## INPUT FOR THIS TASK
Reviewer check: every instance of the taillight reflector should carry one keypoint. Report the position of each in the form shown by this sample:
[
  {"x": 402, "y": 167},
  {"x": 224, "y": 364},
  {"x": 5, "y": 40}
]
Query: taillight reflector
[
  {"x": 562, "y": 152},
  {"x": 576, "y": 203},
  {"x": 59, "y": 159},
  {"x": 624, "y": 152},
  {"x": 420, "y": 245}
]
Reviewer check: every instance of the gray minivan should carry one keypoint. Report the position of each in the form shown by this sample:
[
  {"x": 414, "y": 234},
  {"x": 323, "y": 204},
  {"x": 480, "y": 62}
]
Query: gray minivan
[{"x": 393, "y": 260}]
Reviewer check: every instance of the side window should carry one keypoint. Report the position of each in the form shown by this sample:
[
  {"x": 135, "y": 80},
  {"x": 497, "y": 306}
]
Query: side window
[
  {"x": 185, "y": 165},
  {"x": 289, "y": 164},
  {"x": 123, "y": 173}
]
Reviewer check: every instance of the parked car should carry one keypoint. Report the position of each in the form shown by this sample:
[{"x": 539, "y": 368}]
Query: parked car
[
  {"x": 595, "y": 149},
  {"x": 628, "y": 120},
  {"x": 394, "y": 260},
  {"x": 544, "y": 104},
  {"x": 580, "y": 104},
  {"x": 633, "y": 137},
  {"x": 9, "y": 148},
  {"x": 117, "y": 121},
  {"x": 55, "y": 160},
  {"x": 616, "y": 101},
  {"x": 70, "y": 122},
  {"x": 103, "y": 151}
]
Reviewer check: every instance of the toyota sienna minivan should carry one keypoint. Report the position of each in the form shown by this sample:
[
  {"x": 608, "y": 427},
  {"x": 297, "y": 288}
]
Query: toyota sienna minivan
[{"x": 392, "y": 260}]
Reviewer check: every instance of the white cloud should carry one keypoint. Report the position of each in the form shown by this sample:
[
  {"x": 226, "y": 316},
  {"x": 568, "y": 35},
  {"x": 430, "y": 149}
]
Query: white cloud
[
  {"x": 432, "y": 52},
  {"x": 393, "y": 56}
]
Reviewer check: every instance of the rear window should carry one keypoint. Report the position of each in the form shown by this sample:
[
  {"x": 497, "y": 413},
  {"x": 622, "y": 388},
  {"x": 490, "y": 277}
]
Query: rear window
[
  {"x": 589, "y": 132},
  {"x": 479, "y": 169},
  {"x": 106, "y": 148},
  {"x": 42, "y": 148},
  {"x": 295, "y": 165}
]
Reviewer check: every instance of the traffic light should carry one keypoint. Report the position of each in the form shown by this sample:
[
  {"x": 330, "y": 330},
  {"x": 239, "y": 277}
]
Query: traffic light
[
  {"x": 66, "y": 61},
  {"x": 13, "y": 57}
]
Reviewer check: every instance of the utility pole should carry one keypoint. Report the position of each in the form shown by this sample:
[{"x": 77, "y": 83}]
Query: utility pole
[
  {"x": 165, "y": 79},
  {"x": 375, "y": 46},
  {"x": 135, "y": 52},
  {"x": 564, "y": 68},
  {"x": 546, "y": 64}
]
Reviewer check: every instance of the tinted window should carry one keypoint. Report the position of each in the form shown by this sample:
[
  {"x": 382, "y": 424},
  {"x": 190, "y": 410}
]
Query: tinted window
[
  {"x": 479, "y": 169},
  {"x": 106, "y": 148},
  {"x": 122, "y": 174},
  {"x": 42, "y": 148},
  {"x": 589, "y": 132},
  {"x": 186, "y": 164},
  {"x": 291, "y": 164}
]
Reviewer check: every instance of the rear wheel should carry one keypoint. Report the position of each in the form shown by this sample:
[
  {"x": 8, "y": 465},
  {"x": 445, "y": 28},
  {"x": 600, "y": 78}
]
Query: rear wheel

## ACTIVITY
Look through the entries above. Copy out every line holding the word "wheel".

## EXERCISE SOLUTION
Reviewer check: every instance of the rear wheel should carry one keypoint. Report the position of each in the form shown by this sample:
Query: rear wheel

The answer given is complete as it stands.